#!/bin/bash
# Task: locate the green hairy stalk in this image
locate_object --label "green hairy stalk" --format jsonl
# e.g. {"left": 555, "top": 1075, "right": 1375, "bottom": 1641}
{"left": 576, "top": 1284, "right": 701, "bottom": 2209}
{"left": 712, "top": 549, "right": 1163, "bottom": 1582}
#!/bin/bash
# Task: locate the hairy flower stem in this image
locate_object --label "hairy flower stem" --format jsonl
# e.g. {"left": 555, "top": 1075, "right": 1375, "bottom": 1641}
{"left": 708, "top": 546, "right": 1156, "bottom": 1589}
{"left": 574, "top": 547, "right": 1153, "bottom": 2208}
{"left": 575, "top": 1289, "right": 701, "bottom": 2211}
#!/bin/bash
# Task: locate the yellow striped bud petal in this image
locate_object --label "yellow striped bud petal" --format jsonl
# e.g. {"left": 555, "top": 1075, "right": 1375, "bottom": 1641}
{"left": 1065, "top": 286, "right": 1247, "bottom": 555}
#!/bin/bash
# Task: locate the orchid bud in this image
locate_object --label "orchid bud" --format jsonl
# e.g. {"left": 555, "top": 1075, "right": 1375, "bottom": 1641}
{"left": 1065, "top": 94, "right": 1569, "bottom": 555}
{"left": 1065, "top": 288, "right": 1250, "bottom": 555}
* * *
The records are to be duplicated in full, with every word kept exactly.

▶ **ANSWER SPACE**:
#!/bin/bash
# Task: locate the green hairy stalk in this image
locate_object --label "green hairy stalk" --format jsonl
# e.g. {"left": 555, "top": 1075, "right": 1375, "bottom": 1641}
{"left": 576, "top": 1284, "right": 701, "bottom": 2209}
{"left": 712, "top": 549, "right": 1163, "bottom": 1582}
#!/bin/bash
# Task: locate the hairy flower stem in this image
locate_object --label "hairy flower stem" --format jsonl
# e.g. {"left": 555, "top": 1075, "right": 1375, "bottom": 1641}
{"left": 708, "top": 546, "right": 1156, "bottom": 1589}
{"left": 574, "top": 547, "right": 1153, "bottom": 2208}
{"left": 575, "top": 1289, "right": 701, "bottom": 2211}
#!/bin/bash
# Task: locate the yellow striped bud petal in this image
locate_object --label "yellow striped bud petal" --format jsonl
# e.g. {"left": 555, "top": 1075, "right": 1375, "bottom": 1641}
{"left": 1065, "top": 286, "right": 1247, "bottom": 555}
#!/bin/bash
# Task: locate the orchid bud in this image
locate_object --label "orchid bud" --format jsonl
# e.g. {"left": 555, "top": 1075, "right": 1375, "bottom": 1641}
{"left": 1065, "top": 94, "right": 1569, "bottom": 555}
{"left": 1065, "top": 288, "right": 1250, "bottom": 555}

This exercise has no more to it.